PROMPT: Can you write out the whole listing exactly?

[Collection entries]
## Begin
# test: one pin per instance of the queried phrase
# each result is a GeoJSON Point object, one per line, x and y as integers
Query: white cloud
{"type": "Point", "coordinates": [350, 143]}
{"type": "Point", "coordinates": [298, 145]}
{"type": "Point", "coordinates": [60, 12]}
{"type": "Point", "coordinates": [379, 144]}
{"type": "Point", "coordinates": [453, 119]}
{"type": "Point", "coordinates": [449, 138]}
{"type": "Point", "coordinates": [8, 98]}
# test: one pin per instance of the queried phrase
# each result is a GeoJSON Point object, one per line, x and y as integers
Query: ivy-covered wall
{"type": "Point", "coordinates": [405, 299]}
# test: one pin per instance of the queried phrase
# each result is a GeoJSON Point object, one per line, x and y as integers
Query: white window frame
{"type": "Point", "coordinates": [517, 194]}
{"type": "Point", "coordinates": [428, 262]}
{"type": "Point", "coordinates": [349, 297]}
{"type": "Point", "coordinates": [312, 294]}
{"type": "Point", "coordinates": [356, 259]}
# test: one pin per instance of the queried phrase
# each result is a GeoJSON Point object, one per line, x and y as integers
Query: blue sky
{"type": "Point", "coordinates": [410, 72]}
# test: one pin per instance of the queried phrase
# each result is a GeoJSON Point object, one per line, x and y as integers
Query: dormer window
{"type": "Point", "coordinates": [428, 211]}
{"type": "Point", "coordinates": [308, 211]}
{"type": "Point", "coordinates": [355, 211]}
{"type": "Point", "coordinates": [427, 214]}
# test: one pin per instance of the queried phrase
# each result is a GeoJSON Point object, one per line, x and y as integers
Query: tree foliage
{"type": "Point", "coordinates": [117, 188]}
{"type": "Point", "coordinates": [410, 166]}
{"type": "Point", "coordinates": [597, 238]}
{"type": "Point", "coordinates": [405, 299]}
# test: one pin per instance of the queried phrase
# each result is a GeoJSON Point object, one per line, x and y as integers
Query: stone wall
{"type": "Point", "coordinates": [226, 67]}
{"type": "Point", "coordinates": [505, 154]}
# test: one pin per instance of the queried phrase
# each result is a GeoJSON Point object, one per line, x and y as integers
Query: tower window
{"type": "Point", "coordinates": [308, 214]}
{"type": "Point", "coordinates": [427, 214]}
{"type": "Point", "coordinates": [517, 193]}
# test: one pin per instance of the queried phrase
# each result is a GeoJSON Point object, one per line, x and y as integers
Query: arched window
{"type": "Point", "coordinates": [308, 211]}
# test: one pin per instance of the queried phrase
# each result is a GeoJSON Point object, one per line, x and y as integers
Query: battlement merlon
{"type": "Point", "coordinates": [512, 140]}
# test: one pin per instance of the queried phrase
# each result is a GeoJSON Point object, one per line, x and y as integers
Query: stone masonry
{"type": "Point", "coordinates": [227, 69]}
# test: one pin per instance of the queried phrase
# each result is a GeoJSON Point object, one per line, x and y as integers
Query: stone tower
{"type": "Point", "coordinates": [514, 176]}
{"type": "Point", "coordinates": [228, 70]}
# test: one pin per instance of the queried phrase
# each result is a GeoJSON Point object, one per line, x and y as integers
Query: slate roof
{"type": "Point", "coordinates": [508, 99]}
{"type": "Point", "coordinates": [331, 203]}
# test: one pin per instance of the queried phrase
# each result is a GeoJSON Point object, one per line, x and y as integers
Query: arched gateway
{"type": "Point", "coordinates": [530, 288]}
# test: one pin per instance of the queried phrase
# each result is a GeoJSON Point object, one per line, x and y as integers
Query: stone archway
## End
THE SOLUTION:
# test: one pin per instance of the queried phrase
# each result is a GeoJSON Point object, one per line, x and y as integers
Query: white cloud
{"type": "Point", "coordinates": [350, 143]}
{"type": "Point", "coordinates": [298, 145]}
{"type": "Point", "coordinates": [60, 12]}
{"type": "Point", "coordinates": [379, 144]}
{"type": "Point", "coordinates": [453, 119]}
{"type": "Point", "coordinates": [449, 138]}
{"type": "Point", "coordinates": [8, 98]}
# test: one pin per instance of the queried phrase
# each result is a GeoJSON Point object, one per line, x and y as integers
Query: ivy-covered wall
{"type": "Point", "coordinates": [405, 299]}
# test: one pin per instance of the queried phrase
# each result is a GeoJSON Point object, one per line, x and y as integers
Query: white window frame
{"type": "Point", "coordinates": [517, 194]}
{"type": "Point", "coordinates": [428, 262]}
{"type": "Point", "coordinates": [349, 297]}
{"type": "Point", "coordinates": [312, 294]}
{"type": "Point", "coordinates": [356, 259]}
# test: one pin per instance of the queried phrase
# each result is a GeoJSON Point object, one per line, x and y as integers
Query: blue sky
{"type": "Point", "coordinates": [410, 72]}
# test: one pin per instance of the queried phrase
# each result is a GeoJSON Point object, one per line, x and y as integers
Query: dormer window
{"type": "Point", "coordinates": [428, 211]}
{"type": "Point", "coordinates": [308, 211]}
{"type": "Point", "coordinates": [355, 211]}
{"type": "Point", "coordinates": [427, 214]}
# test: one pin per instance of the queried phrase
# each result is a GeoJSON Point object, one per line, x and y as integers
Query: tree foliage
{"type": "Point", "coordinates": [117, 188]}
{"type": "Point", "coordinates": [410, 166]}
{"type": "Point", "coordinates": [597, 238]}
{"type": "Point", "coordinates": [405, 299]}
# test: one pin per instance of the queried phrase
# each result is a GeoJSON Point object, one per line, x and y as integers
Query: stone wall
{"type": "Point", "coordinates": [226, 67]}
{"type": "Point", "coordinates": [505, 154]}
# test: one pin per instance of the queried phrase
# each result is a GeoJSON Point object, one per line, x and y as integers
Query: tower window
{"type": "Point", "coordinates": [308, 214]}
{"type": "Point", "coordinates": [427, 214]}
{"type": "Point", "coordinates": [517, 193]}
# test: one pin per instance of the queried phrase
# each result is a GeoJSON Point object, one per line, x and y as integers
Query: arched window
{"type": "Point", "coordinates": [308, 211]}
# test: one pin per instance of the queried phrase
# each result is a GeoJSON Point object, one per line, x and y as integers
Query: battlement merlon
{"type": "Point", "coordinates": [512, 140]}
# test: one pin per instance of the queried phrase
# each result is a GeoJSON Point object, one per line, x and y as integers
Query: stone masonry
{"type": "Point", "coordinates": [227, 69]}
# test: one pin per instance of the queried phrase
# each result is a GeoJSON Point object, one per line, x and y as integers
Query: stone tower
{"type": "Point", "coordinates": [514, 176]}
{"type": "Point", "coordinates": [228, 70]}
# test: one pin per instance of the queried phrase
# each result is a GeoJSON Point object, one per line, x and y as integers
Query: slate roof
{"type": "Point", "coordinates": [508, 99]}
{"type": "Point", "coordinates": [331, 203]}
# test: one pin per instance of the queried phrase
# each result is a GeoJSON Point object, one per line, x and y as integers
Query: arched gateway
{"type": "Point", "coordinates": [530, 288]}
# test: one pin per instance of the queried phrase
# each result is a GeoJSON Point object, one per line, x and y as integers
Query: stone archway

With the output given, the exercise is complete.